Required work: Pull out every line of the data below that contains the word "green".

Records for the task:
=-=-=-=-=

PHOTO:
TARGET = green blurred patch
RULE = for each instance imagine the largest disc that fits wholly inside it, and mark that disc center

=-=-=-=-=

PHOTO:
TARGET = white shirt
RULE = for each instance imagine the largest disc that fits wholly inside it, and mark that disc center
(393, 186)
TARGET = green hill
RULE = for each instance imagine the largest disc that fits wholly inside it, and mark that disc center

=-=-=-=-=

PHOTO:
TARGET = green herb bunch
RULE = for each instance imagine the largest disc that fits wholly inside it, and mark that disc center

=-=-=-=-=

Reply to the exercise:
TARGET = green blurred patch
TARGET = green hill
TARGET = green herb bunch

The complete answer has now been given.